Wie soll man Michael Quast eigentlich bezeichnen? Als Musiker oder als Komiker? Die offizielle, nicht vorhandene Bezeichnung „Musik-Komiker“ wäre wohl am treffendsten, denn fast alles, was er schauspielerisch anfasst, hat etwas mit Musik zu tun. Schließlich hat er ja auch ein Studium der Musik und der darstellenden Kunst absolviert, was man angesichts seines Komödiantentums leicht vergisst. Schließlich assoziiert man besonders in Deutschland ein Studium dieser Künste stets mit „seriöser“ Kunst, etwa Beethoven-Sonaten oder „Faust I“. Dass ein „Studierter“ vollständig sich der Komik, und dann auch noch einer drastischen, widmen kann, nistet sich schwer in den Köpfen des deutschen Theaterpublikums ein.

Michael Quast hat sich in den letzten Jahren auf die musikalische Kleinkunst konzentriert. Das wäre im Prinzip nicht komisch, wenn er nicht die Verdichtung großer Opern- und Operettenwerke auf eine „Ein-Personen“-Inszenierung zu seinem Programm gemacht hätte. Die Konzentration sämtlicher Figuren in einer Person birgt allein schon ein hohes Komikpotential in sich, und wenn man eine solche Version „großer“ Musik mit einem so umwerfenden Temperament und Phantasie präsentiert, dann ergeben sich die Lachstürme geradezu von selber. Zu dem Erfolg trägt auch Quasts Partner Rhodri Britton am Klavier bei. Die Tatsache, dass er einst – in Arkadien? – Altphilologie studiert hat, verschafft dieser Inszenierung die entsprechende wissenschaftliche Basis. Dass er auch noch ein hervorragender Pianist und ebenfalls ein bisschen Komiker ist, rundet die Aufführung ab.

▸ **Aufgaben**:
1. Ändere den Text über Michael Quast im Abschnitt von „Wie soll man“ bis einschließlich „deutschen Theaterpublikums ein.“, indem du „Beethoven-Sonaten“ durch „Schubert-Sonaten“ ersetzt. Gib den so geänderten Abschnitt wieder.
2. Führe den Text über Michael Quast nach seinem letzten Satz weiter.
Die Datensätze spielen dafür keine Rolle.

▸ **Datensätze**:
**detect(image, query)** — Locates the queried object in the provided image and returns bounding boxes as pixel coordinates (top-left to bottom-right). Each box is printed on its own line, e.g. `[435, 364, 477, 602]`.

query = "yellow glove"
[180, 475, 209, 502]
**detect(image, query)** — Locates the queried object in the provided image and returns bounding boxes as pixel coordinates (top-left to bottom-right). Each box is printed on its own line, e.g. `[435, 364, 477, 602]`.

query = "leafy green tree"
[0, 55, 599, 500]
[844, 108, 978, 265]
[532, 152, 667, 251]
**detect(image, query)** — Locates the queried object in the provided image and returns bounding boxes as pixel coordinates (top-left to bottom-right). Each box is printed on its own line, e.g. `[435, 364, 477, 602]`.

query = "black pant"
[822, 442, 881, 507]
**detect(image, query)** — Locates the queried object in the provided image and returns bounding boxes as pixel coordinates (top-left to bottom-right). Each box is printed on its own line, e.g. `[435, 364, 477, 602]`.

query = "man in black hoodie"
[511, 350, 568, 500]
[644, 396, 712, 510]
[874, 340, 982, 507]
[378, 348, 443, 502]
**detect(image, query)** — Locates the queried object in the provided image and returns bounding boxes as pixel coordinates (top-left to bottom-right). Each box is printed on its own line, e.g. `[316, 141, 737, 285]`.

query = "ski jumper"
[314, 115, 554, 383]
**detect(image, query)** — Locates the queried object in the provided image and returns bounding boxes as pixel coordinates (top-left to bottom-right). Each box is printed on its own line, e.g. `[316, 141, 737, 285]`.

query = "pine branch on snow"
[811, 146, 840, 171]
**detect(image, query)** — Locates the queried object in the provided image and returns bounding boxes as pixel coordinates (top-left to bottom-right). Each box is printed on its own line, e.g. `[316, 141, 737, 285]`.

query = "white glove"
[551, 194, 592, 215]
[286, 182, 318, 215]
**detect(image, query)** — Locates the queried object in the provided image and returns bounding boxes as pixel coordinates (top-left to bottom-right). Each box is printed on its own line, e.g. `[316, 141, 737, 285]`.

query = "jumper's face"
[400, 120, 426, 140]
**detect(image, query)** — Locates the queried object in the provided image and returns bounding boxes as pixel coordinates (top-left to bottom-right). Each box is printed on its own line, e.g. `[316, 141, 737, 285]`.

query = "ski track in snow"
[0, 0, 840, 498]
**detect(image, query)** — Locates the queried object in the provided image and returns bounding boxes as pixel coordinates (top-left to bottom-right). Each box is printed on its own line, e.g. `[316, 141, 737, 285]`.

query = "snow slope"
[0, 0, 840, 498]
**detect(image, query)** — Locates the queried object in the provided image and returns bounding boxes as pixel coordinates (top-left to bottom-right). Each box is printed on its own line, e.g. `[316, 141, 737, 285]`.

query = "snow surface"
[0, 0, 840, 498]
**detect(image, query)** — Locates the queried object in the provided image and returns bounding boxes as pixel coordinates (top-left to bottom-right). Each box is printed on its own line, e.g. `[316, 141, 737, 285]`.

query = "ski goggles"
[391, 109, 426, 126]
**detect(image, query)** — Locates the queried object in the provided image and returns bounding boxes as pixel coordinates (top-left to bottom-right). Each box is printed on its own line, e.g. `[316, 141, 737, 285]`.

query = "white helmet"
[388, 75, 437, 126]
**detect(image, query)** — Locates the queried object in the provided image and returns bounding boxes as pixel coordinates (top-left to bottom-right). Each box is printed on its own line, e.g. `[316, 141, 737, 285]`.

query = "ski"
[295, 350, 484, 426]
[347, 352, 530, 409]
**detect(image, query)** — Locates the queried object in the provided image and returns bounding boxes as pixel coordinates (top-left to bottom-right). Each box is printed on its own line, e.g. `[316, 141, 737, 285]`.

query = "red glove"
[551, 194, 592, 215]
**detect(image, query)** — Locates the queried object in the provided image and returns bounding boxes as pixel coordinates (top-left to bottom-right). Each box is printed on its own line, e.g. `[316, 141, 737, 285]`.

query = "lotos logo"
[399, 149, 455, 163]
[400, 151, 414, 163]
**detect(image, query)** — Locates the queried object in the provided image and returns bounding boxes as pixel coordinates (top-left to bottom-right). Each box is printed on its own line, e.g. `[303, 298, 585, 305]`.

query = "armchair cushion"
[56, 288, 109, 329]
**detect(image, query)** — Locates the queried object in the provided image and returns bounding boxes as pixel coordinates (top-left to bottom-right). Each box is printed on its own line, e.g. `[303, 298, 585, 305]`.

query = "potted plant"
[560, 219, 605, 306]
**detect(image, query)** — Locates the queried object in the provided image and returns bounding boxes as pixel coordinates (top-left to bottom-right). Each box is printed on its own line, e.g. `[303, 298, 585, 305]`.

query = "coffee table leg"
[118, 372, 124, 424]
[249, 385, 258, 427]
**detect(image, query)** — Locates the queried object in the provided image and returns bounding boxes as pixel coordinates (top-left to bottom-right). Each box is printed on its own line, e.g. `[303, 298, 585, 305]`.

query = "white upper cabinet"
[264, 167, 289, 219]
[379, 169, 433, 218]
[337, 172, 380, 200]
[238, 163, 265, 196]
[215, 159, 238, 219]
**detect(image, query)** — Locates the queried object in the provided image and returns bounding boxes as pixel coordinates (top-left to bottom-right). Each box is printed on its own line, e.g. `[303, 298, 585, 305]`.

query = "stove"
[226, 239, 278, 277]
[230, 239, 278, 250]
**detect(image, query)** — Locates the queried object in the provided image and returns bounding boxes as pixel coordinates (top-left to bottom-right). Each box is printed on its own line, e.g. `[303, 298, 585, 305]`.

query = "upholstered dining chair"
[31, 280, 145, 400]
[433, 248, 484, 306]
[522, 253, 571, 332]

▸ **Ergebnisse je Aufgabe**:
1.
Wie soll man Michael Quast eigentlich bezeichnen? Als Musiker oder als Komiker? Die offizielle, nicht vorhandene Bezeichnung „Musik-Komiker“ wäre wohl am treffendsten, denn fast alles, was er schauspielerisch anfasst, hat etwas mit Musik zu tun. Schließlich hat er ja auch ein Studium der Musik und der darstellenden Kunst absolviert, was man angesichts seines Komödiantentums leicht vergisst. Schließlich assoziiert man besonders in Deutschland ein Studium dieser Künste stets mit „seriöser“ Kunst, etwa Schubert-Sonaten oder „Faust I“. Dass ein „Studierter“ vollständig sich der Komik, und dann auch noch einer drastischen, widmen kann, nistet sich schwer in den Köpfen des deutschen Theaterpublikums ein.

2.
Rhodri Britton (l.) und Michael Quast in Aktion

Rhodri Britton (l.) und Michael Quast in Aktion

An dieser Stelle haben wir bereits Michael Quasts Versionen von Mozarts Don Giovanni – „Don Giovanni à trois“ und Offenbachs „Die schöne Helena“ vorgestellt; im Rahmen des Rheingau Musik Festivals präsentiert er in diesem Jahr Jacques Offenbachs Operette „Orpeus in der Unterwelt“ im Weingut „Domäne Rauenthal“ bei Eltville. Der Witz liegt auch darin, dass Quast eine Parodie parodiert, denn bereits Offenbach hatte seine Operette als Parodie auf den Antiken-Kult seiner Zeit verfasst und darin obendrein kräftige Seitenhiebe auf die Sitten seiner großbürgerlichen Zeitgenossen ausgeteilt. So ist der Besuch der gelangweilten Götter in der Unterwelt als deutliche Anspielung auf die Doppelmoral der damaligen Gesellschaft zu verstehen, und Napoleon III. sah sich obendrein in der Figur des liebestollen Jupiter karikiert.

Michael Quast setzt jetzt noch „einen drauf“ und dreht das Stück in die Banalität der Moderne. Orpheus und Euridyke sind – wie schon bei Offenbach – kein liebendes Paar mehr sondern total zerstritten und stehen vor der Scheidung. Da kommt es Orpheus gerade recht, dass Euridyke mit dem Nachbarn Aristäus durchzubrennen droht. Keiner von beiden ahnt, dass dieser „Porsche-Proll“ mit Goldkettchen und aufgeblondetem Haar eigentlich der Gott der Unterwelt Pluto auf Freiersfüßen ist. Der hat sich halt gedacht: „Quod licet Jovi, etiam licet Plutoni“. Auch die öffentliche Meinung, die für die Karriere der Künstler doch so wichtig ist, bekommt bei Quast ihren Auftritt, und zwar in Gestalt zweier Journalistinnen – eine dürr und eine dick -, die sich gegenseitig nicht das Schwarze unter den Fingernägeln gönnen und dies auch in direkter Quastscher Diktion kundtun, und zwar im aktuellen Gossenton. Sie bauen denn auch Orpheus gezielt zum Medienheld auf, der seine Frau unter Todesverachtung aus der Unterwelt zurückholt, obwohl er sie doch gerade dorthin wünscht.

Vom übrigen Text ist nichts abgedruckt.